Stated exercise
In the records below, find the line containing "point_to annotates the wooden altar", then extract that line and all subsequent lines exactly, leaving out everything else.

Data provided

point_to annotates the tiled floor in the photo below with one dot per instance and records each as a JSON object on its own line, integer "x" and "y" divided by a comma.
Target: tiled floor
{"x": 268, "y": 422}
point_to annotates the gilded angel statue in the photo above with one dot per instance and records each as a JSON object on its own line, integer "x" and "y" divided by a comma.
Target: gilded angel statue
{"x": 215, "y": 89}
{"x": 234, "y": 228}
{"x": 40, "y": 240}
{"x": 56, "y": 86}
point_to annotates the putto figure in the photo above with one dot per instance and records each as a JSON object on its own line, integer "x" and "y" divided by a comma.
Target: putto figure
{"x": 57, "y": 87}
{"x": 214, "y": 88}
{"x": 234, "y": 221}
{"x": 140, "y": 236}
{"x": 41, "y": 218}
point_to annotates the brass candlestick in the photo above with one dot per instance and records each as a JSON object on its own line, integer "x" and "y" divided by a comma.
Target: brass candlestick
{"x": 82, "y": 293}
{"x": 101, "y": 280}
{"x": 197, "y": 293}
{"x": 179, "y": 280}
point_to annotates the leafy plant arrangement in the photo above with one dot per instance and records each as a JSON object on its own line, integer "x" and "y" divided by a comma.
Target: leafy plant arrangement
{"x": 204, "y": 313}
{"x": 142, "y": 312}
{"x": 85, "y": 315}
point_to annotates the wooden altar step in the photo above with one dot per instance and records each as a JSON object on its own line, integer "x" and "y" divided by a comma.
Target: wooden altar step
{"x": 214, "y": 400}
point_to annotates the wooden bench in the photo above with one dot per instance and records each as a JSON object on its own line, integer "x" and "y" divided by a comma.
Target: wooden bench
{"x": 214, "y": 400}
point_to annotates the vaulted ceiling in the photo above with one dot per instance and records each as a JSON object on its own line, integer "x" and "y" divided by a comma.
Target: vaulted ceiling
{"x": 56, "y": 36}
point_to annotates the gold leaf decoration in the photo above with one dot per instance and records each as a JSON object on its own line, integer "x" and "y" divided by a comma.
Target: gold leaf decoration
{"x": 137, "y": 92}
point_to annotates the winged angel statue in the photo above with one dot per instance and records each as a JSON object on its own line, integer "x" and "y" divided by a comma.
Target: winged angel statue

Task answer
point_to annotates the wooden altar step in the photo above with one dot per instance and records each as a JSON object on its own line, integer "x" and "y" divided by a comma.
Target: wooden altar step
{"x": 214, "y": 400}
point_to annotates the wooden bench in the photo above with one dot per instance and records each as a JSON object on its own line, integer "x" and "y" divided by a comma.
Target: wooden bench
{"x": 214, "y": 400}
point_to annotates the vaulted ceiling in the photo above with one dot per instance and records each as a JSON object on its own line, integer "x" and "y" divided by a comma.
Target: vaulted ceiling
{"x": 56, "y": 36}
point_to annotates the gold leaf decoration in the photo above with one dot per instance and records each as a JSON object on its own line, integer "x" and "y" divided by a comma.
Target: gold leaf decoration
{"x": 137, "y": 92}
point_to annotates the winged angel statue in the photo above with one dot per instance and records each as a JSON object on its own line, integer "x" and "y" divided by a comma.
Target: winged angel statue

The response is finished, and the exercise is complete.